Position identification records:
======

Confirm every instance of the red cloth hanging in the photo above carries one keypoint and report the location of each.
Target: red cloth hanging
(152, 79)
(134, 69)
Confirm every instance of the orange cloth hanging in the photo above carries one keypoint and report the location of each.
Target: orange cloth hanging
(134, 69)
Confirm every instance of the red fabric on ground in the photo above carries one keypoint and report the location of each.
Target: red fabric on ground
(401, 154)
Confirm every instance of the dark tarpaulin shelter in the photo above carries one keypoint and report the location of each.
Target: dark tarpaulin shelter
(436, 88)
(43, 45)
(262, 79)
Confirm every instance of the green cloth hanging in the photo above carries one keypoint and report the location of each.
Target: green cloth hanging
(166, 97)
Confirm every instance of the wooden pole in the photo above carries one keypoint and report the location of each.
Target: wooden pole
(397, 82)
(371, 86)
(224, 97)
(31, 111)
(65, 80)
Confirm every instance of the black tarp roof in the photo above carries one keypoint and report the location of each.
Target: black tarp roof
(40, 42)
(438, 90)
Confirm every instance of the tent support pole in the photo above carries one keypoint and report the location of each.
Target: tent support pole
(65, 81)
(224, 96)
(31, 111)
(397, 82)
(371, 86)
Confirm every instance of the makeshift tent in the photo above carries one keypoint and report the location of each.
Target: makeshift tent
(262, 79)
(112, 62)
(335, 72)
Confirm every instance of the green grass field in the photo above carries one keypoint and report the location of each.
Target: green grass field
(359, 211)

======

SET TASK:
Set all of the entries down again, exactly as they were given.

FULL RESPONSE:
Confirm every instance of the red cloth hanging in the photo above carries one keypoint and report the location of each.
Target: red cloth hanging
(152, 79)
(134, 69)
Confirm every instance of the orange cloth hanging in the photo above carries one keypoint and report the location of each.
Target: orange cloth hanging
(134, 69)
Confirm every instance of the red fabric on ground in the photo above carries one keypoint and report the location of each.
Target: red fabric on ground
(401, 154)
Confirm every instance of the dark tarpaulin shelter in the photo above carries one keypoint and report the location of each.
Target: dark tarpaulin shelter
(436, 88)
(43, 45)
(262, 79)
Confirm every instance of the green cloth hanging in the photo above carries one keypoint and report the location of each.
Target: green cloth hanging
(166, 97)
Confirm every instance of the wooden pole in the photo above carries one keypoint and report the location of each.
Target: wooden pole
(397, 82)
(371, 86)
(224, 97)
(31, 111)
(65, 80)
Confirm every instance of the black tarp roof in the photo above carries one keypoint and report the location of each.
Target: black tarp roof
(40, 42)
(438, 90)
Confirm every instance of the tent support pole in the photo above carries one keypoint and report the location of each.
Target: tent support pole
(65, 81)
(224, 96)
(31, 111)
(397, 82)
(371, 86)
Confirm every instance of the makeshift tent in the photo above carries one keypoint and report the location of each.
Target: makeshift tent
(262, 79)
(112, 62)
(335, 72)
Confirm every instance of the green grass field in the photo above carries one keypoint and report the location of each.
Target: green grass field
(359, 211)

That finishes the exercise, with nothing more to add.